(Object pointing dataset rows)
>>>

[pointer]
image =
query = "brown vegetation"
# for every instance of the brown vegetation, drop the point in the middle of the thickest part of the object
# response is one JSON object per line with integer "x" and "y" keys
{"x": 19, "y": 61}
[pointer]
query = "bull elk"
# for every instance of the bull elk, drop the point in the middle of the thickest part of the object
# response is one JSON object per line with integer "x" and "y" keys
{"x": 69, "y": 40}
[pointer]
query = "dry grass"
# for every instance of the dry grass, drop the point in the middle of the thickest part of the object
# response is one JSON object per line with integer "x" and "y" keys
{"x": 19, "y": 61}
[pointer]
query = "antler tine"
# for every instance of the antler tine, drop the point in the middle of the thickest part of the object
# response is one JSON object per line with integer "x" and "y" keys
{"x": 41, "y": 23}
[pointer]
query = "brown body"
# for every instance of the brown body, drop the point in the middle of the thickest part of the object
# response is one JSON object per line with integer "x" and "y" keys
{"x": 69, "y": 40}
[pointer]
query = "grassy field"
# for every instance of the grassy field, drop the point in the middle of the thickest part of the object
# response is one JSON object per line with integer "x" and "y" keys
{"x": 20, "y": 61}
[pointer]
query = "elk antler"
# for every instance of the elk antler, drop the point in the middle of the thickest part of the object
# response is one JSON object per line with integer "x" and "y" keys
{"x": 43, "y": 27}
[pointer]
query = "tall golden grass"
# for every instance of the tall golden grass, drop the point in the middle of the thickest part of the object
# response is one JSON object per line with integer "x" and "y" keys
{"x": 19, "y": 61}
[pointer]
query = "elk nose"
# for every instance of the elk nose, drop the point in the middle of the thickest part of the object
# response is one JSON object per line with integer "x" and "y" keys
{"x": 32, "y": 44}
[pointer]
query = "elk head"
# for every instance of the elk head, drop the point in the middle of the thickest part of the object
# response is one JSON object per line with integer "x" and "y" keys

<<<

Show every line of the material above that contains the word "tall".

> **Task answer**
query = "tall golden grass"
# for every instance of the tall golden grass, drop the point in the middle of the thickest part of the object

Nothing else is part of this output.